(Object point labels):

____________________

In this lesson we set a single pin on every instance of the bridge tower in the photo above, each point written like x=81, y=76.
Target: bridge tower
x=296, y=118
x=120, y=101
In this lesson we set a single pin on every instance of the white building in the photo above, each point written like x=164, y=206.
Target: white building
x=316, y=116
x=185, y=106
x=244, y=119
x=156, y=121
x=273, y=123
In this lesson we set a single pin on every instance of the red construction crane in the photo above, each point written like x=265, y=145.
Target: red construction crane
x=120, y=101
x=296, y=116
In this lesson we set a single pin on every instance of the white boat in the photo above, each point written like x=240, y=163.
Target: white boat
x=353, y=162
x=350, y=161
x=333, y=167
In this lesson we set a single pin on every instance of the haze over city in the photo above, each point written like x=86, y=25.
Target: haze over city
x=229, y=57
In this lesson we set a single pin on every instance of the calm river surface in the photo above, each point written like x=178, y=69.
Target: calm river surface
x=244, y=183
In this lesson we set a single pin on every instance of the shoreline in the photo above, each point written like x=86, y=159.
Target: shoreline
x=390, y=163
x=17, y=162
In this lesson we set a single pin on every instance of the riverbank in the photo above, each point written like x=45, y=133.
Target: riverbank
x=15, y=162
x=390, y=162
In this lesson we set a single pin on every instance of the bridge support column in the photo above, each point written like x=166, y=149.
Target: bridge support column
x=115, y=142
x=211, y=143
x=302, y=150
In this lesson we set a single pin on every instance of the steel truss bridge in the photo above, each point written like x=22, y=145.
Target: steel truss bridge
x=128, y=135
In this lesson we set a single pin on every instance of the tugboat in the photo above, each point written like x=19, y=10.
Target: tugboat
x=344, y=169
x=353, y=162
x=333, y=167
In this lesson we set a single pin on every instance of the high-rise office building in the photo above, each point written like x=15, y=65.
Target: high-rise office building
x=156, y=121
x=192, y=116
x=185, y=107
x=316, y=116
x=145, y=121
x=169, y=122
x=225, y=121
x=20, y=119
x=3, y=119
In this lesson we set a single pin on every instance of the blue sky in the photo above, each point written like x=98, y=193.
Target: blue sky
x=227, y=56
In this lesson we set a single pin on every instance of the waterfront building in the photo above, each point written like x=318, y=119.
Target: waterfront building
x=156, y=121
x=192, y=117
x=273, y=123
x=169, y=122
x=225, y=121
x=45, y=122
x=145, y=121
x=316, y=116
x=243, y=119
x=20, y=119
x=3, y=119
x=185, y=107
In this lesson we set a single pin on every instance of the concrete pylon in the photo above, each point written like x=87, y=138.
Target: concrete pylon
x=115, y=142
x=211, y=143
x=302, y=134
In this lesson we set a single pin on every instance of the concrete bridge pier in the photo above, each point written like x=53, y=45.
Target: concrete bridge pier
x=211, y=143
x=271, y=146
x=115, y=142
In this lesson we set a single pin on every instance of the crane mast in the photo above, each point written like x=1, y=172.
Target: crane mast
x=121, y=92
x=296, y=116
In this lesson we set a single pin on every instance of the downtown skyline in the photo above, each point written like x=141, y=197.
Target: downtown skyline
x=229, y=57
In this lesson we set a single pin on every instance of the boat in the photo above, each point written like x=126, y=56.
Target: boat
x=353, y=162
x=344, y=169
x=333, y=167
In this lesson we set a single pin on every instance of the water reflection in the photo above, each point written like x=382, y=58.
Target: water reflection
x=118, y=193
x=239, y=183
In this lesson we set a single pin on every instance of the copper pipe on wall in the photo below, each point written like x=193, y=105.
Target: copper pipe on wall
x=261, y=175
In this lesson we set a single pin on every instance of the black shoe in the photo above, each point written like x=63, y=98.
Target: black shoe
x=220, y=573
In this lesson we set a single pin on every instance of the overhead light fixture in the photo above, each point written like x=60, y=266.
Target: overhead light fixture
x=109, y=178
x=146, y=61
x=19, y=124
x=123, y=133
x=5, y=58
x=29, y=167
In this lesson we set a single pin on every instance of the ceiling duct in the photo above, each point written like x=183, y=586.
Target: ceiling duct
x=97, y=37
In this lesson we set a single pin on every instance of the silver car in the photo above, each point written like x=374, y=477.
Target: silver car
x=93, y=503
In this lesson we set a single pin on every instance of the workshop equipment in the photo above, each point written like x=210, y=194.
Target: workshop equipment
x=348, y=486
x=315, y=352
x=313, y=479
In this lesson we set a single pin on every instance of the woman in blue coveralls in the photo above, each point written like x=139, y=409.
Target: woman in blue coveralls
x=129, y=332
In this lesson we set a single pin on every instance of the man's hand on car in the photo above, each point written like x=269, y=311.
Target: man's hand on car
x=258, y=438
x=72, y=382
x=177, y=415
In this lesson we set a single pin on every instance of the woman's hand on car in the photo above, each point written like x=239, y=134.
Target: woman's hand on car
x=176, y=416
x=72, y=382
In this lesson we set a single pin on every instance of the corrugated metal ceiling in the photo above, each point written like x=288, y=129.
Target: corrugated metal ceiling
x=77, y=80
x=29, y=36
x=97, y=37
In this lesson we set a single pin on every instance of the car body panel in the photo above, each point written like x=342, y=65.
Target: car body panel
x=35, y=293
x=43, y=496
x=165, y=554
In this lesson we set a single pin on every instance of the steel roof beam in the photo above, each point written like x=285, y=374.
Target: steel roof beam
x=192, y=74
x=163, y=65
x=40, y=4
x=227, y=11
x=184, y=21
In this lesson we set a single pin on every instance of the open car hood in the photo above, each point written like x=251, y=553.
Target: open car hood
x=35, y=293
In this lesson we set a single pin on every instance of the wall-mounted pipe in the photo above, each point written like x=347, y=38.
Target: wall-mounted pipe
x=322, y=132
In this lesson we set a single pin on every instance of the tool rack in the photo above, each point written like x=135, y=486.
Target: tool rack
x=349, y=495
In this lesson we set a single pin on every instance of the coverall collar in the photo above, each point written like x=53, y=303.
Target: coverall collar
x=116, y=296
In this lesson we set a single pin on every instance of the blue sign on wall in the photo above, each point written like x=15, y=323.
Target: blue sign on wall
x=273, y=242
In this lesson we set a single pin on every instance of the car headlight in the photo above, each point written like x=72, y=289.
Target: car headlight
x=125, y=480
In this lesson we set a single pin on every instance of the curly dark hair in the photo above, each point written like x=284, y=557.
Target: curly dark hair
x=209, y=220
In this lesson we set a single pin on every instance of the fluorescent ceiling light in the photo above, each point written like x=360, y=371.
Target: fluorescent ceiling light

____________________

(TASK OBJECTIVE): From the line with "like x=15, y=323." to the last line of the material, give every line again exactly, and only those lines.

(CORRECT RESPONSE):
In this lesson we set a single pin on every instance of the blue sign on wall in the photo above, each point written like x=15, y=323.
Target: blue sign on wall
x=273, y=242
In this lesson we set a single pin on every instance of the car headlight in the photo above, each point written like x=72, y=289.
Target: car headlight
x=125, y=480
In this lesson we set a single pin on every instance of the curly dark hair in the photo above, each point written like x=284, y=557.
Target: curly dark hair
x=209, y=220
In this lesson we set a single pin on every instance of the fluorescent ceiling light in the photo above, each point written like x=360, y=371.
Target: fluorescent ceiling light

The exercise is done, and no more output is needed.